-- Start --

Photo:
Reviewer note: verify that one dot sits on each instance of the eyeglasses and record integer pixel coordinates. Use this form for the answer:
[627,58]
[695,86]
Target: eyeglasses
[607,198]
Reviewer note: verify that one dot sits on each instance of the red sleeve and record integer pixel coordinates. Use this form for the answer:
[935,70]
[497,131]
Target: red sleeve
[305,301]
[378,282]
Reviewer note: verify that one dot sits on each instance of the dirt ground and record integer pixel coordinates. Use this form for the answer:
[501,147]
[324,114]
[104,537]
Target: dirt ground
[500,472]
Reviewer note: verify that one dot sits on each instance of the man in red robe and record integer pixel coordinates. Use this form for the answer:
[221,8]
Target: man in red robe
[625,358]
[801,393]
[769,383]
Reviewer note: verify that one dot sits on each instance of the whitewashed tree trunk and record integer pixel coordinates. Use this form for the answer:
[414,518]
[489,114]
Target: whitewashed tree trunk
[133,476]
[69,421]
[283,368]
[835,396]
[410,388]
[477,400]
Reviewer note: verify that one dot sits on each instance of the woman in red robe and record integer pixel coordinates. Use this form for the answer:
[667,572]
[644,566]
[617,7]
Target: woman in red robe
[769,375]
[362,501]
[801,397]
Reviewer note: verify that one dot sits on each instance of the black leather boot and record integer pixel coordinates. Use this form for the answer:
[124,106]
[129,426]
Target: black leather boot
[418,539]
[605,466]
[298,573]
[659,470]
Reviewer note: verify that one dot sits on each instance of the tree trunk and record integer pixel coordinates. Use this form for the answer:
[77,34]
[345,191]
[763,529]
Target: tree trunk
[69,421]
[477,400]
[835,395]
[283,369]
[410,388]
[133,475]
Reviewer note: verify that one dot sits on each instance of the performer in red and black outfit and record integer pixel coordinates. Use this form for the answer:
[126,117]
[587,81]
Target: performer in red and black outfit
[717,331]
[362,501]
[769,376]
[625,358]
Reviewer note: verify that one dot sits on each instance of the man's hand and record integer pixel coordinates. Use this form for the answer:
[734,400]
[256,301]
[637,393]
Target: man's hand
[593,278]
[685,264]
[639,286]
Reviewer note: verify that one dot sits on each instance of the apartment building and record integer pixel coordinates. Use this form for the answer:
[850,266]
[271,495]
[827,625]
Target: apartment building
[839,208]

-- End --

→ **Task goal**:
Reproduce all of the lines above, substituting "Annotator note" for every occurrence of "Reviewer note" and leaving everything else unchanged.

→ **Solved exercise**:
Photo:
Annotator note: verify that one dot sits on each instance of the eyeglasses and record integer pixel coordinates. Use this form for the answer:
[627,58]
[695,86]
Target: eyeglasses
[607,198]
Annotator note: verify that one dot sits on each instance of the red sleeve and record integer pixel coordinates. Use this form for the answer:
[935,70]
[497,131]
Target: red sleeve
[305,301]
[378,282]
Annotator note: verify that one dot sits on each instance of the dirt ground and record integer pixel coordinates. Use this form for the answer:
[501,147]
[324,114]
[104,537]
Target: dirt ground
[500,472]
Annotator note: verify that one dot sits on each instance of the man in red robe and record integer pixel coordinates. Use this form for the answer:
[221,8]
Target: man in red robe
[625,358]
[801,393]
[769,383]
Annotator note: verify that one dot sits on each instance of the whitewashed tree trunk and record integer pixel coordinates. Use this form for the answer:
[414,518]
[489,114]
Target: whitewashed tree trunk
[133,476]
[69,421]
[283,368]
[835,396]
[410,388]
[477,400]
Annotator note: verify that one dot sits on each instance of the woman in red robe and record integer pixel coordinates. Use this form for the answer:
[667,572]
[644,566]
[617,7]
Target: woman in red robe
[769,375]
[362,501]
[801,397]
Annotator note: verify that one dot sits on each instance of the black leather boot and record integer pixel coordinates. Use this form for the answer:
[124,106]
[129,426]
Target: black leather boot
[418,539]
[605,466]
[298,573]
[659,470]
Annotator note: verify that one dot sits on each instance of the tree trunk and record integer pixel coordinates. Use this form for the answer:
[77,34]
[345,191]
[763,529]
Target: tree trunk
[69,421]
[477,400]
[835,395]
[283,369]
[410,388]
[133,475]
Annotator note: verify that one dot sits on each instance of the performer in red and black outfit and record integer pixel coordinates. Use this form for the answer:
[126,117]
[587,81]
Target: performer in red and black outfit
[717,331]
[362,501]
[769,376]
[625,358]
Annotator note: verify that one dot sits on each instance of the man's hand and record integer pixel coordinates. Use this form for the answer:
[734,400]
[256,301]
[637,393]
Target: man's hand
[593,278]
[685,264]
[639,286]
Annotator note: verify that one dot sits on each instance of the apartment building and record integer pixel coordinates. Use this form for the answer:
[850,266]
[271,495]
[827,625]
Target: apartment building
[839,208]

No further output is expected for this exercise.